Please retype all of the material below word for word, leaving the pictures out of your answer.

(Entries for contour labeling)
----

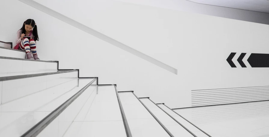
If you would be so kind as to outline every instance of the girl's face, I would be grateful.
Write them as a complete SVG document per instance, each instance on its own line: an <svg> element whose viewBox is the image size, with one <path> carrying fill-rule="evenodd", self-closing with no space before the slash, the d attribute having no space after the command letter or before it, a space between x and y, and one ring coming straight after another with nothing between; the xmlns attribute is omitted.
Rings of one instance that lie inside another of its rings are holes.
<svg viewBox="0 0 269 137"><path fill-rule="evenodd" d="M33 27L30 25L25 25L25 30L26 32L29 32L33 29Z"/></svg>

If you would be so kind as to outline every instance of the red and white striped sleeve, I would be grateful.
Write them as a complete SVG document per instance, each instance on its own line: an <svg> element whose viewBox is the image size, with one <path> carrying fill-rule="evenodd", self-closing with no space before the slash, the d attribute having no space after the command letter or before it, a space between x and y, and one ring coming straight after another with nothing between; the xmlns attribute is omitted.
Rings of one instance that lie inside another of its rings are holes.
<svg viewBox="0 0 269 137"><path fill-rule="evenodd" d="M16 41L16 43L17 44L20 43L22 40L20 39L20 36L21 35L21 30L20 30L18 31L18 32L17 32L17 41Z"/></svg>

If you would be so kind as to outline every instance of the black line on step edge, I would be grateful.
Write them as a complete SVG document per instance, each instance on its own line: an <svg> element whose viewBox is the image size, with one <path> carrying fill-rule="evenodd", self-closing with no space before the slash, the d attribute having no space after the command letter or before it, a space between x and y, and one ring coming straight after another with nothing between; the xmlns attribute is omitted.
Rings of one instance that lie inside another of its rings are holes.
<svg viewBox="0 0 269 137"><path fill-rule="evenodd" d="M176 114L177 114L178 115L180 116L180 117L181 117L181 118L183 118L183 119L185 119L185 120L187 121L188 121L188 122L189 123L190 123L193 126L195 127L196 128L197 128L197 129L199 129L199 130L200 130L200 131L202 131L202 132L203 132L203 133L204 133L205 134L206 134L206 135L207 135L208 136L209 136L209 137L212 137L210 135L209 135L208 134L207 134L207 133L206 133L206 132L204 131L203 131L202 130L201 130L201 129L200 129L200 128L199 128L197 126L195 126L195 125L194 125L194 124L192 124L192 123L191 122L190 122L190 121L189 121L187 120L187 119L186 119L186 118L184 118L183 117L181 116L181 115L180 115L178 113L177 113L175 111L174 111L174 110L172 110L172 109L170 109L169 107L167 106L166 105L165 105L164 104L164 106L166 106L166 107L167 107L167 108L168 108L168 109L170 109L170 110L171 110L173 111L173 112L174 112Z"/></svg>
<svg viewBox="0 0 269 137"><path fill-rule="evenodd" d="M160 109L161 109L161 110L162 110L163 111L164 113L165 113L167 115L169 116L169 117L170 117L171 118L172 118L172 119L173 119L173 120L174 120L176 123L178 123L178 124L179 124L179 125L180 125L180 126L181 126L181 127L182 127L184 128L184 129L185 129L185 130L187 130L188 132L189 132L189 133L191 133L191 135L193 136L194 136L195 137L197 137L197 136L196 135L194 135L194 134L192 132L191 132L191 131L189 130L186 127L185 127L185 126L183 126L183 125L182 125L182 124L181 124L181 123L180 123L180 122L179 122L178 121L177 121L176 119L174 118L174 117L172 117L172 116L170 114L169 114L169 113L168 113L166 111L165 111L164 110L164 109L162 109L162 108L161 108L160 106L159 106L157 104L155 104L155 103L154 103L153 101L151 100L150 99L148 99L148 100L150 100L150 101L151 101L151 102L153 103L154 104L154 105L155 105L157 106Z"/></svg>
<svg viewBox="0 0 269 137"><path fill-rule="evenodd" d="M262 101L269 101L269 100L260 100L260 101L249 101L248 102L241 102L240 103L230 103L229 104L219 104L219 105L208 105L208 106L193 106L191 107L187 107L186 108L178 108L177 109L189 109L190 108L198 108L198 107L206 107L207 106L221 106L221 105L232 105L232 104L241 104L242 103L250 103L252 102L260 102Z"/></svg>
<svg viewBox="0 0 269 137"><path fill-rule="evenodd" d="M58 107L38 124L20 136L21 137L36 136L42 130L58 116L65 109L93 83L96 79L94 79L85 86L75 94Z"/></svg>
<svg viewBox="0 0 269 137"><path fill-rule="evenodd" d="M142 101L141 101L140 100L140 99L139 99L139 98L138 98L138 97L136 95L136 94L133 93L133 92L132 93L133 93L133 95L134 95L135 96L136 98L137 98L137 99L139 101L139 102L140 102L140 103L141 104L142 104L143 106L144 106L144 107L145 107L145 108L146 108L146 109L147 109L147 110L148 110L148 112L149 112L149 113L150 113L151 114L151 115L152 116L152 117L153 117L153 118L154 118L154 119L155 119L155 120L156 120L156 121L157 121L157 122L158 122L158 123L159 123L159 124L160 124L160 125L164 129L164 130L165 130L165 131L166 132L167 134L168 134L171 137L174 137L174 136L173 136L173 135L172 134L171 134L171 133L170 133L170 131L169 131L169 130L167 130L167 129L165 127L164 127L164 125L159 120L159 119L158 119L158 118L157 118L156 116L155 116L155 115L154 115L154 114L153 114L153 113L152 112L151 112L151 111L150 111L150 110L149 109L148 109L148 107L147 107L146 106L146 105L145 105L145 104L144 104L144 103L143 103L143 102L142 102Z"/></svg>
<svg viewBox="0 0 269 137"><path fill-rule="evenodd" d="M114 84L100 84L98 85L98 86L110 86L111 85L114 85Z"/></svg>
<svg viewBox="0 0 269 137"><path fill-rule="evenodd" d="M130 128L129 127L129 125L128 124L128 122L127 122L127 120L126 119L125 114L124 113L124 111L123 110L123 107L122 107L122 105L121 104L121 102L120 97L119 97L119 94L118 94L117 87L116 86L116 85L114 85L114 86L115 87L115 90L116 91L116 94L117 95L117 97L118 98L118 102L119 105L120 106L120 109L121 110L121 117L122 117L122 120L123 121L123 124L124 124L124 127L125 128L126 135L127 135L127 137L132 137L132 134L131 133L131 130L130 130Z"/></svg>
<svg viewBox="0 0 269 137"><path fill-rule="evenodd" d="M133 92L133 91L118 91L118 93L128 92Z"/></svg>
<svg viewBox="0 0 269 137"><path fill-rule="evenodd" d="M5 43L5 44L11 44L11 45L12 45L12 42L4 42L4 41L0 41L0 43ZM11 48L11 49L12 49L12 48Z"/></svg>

----

(COMPLETED TASK)
If you would be so kind as to outline every instance of the girl's face, I would be grateful.
Write them as a complete SVG document per instance, each instance on its own line: an <svg> element whose viewBox is the image size, with one <path> carrying fill-rule="evenodd", self-closing with no space before the slash, the d attribute having no space after the command letter or before it, a space between x and y, and one ring coming straight after another with nothing between; the xmlns attribute is omitted.
Rings of one instance that lie inside another of its rings are holes.
<svg viewBox="0 0 269 137"><path fill-rule="evenodd" d="M33 27L30 25L25 25L25 30L26 32L29 32L33 29Z"/></svg>

If you would be so kind as to outline every instance of the red and white striped sleeve, I would be grateful.
Write them as a complete SVG document per instance, each instance on its own line: an <svg> element whose viewBox is the image size, with one <path> carrying fill-rule="evenodd", self-closing with no space before the slash, the d attribute having no space after the command letter or before it, a space between x and y, and one ring coming straight after another with nothing between; the xmlns attribute is omitted.
Rings of one instance that lie inside another of its rings are holes.
<svg viewBox="0 0 269 137"><path fill-rule="evenodd" d="M16 41L16 43L17 44L20 43L22 40L20 39L20 36L21 35L21 30L20 30L18 31L18 32L17 32L17 41Z"/></svg>

If you would be so kind as to outline every instance of the black line on step edge, I would be grateful.
Write them as a complete SVG document per instance, each instance on its own line: an <svg> element whose viewBox is the image size, with one <path> carrying fill-rule="evenodd", self-closing with no space before the slash, the d attribute having no space after the command letter or before it, a space between x and y, and one ring coming straight after another with nothing between; the xmlns attribute is omitted.
Rings of one instance that lie inside another of its rings are holes.
<svg viewBox="0 0 269 137"><path fill-rule="evenodd" d="M176 114L177 114L178 115L180 116L180 117L181 117L181 118L183 118L183 119L185 119L185 120L187 121L188 121L188 122L189 123L190 123L193 126L195 127L196 128L197 128L197 129L199 129L199 130L200 130L200 131L202 131L202 132L203 132L203 133L204 133L205 134L206 134L206 135L207 135L208 136L209 136L209 137L212 137L210 135L209 135L208 134L207 134L207 133L206 133L206 132L204 131L203 131L202 130L201 130L201 129L200 129L200 128L199 128L197 126L195 126L195 125L194 125L194 124L192 124L192 123L191 122L190 122L190 121L189 121L187 120L187 119L186 119L186 118L184 118L183 117L181 116L181 115L180 115L178 113L177 113L175 111L174 111L174 110L172 110L172 109L170 109L169 107L167 106L166 105L165 105L164 104L164 106L166 106L166 107L167 107L167 108L168 108L168 109L170 109L170 110L171 110L173 111L173 112L174 112Z"/></svg>
<svg viewBox="0 0 269 137"><path fill-rule="evenodd" d="M160 109L161 109L161 110L162 110L163 111L164 113L165 113L167 115L169 116L169 117L170 117L171 118L172 118L172 119L173 119L173 120L174 120L176 123L178 123L178 124L179 124L179 125L180 125L180 126L181 126L181 127L182 127L184 128L184 129L185 129L185 130L187 130L188 132L189 132L189 133L191 133L191 135L193 136L194 136L195 137L197 137L197 136L196 135L194 135L194 134L192 132L191 132L191 131L189 130L186 127L185 127L185 126L183 126L183 125L182 125L182 124L181 124L181 123L180 123L180 122L179 122L178 121L177 121L176 119L174 118L174 117L172 117L172 116L170 114L169 114L169 113L168 113L166 111L165 111L164 110L164 109L162 109L162 108L161 108L160 106L159 106L157 104L155 104L155 103L154 103L153 101L151 100L150 99L148 99L148 100L150 100L150 101L151 101L151 102L153 103L154 104L154 105L155 105L157 106Z"/></svg>
<svg viewBox="0 0 269 137"><path fill-rule="evenodd" d="M262 101L269 101L269 100L260 100L260 101L249 101L248 102L241 102L240 103L230 103L229 104L219 104L219 105L208 105L208 106L193 106L191 107L187 107L186 108L178 108L177 109L189 109L190 108L198 108L198 107L206 107L207 106L221 106L221 105L232 105L232 104L241 104L242 103L250 103L252 102L260 102Z"/></svg>
<svg viewBox="0 0 269 137"><path fill-rule="evenodd" d="M58 107L38 124L20 136L21 137L36 136L42 130L58 116L65 109L93 83L96 79L94 79L85 86L75 94Z"/></svg>
<svg viewBox="0 0 269 137"><path fill-rule="evenodd" d="M142 101L141 101L140 100L140 99L139 99L139 98L138 98L138 97L136 95L136 94L133 93L133 92L132 93L133 93L133 95L134 95L135 96L136 98L137 98L137 99L139 101L139 102L140 102L140 103L141 104L142 104L143 106L144 106L144 107L145 107L145 108L146 108L146 109L147 109L147 110L148 110L148 112L149 112L149 113L150 113L151 114L151 115L152 116L152 117L153 117L153 118L154 118L154 119L155 119L155 120L156 120L156 121L157 121L157 122L158 122L158 123L159 123L159 124L160 124L160 125L164 129L164 130L165 130L165 131L166 132L167 134L168 134L171 137L174 137L174 136L173 136L173 135L172 134L171 134L171 133L170 133L170 131L169 131L169 130L167 130L167 129L165 127L164 127L164 125L159 120L159 119L158 119L158 118L157 118L156 116L155 116L155 115L154 115L154 114L153 114L153 113L152 112L151 112L151 111L150 111L150 110L149 109L148 109L148 107L147 107L146 106L146 105L145 105L145 104L144 104L144 103L143 103L143 102L142 102Z"/></svg>
<svg viewBox="0 0 269 137"><path fill-rule="evenodd" d="M114 84L100 84L98 85L98 86L110 86L111 85L114 85Z"/></svg>
<svg viewBox="0 0 269 137"><path fill-rule="evenodd" d="M130 128L129 127L129 125L128 124L128 122L127 122L127 120L126 119L125 114L124 113L124 111L123 110L123 107L122 107L122 105L121 104L121 102L120 97L119 97L119 94L118 94L117 87L116 86L116 85L114 85L114 86L115 87L115 90L116 91L116 94L117 95L117 97L118 98L118 102L119 105L120 106L120 109L121 110L121 117L122 117L122 120L123 121L123 124L124 124L124 127L125 128L126 135L127 135L127 137L132 137L132 134L131 133L131 130L130 130Z"/></svg>
<svg viewBox="0 0 269 137"><path fill-rule="evenodd" d="M133 92L133 91L118 91L118 93L128 92Z"/></svg>
<svg viewBox="0 0 269 137"><path fill-rule="evenodd" d="M5 43L5 44L11 44L11 45L12 45L12 42L4 42L4 41L0 41L0 43ZM11 48L11 49L12 49L12 48Z"/></svg>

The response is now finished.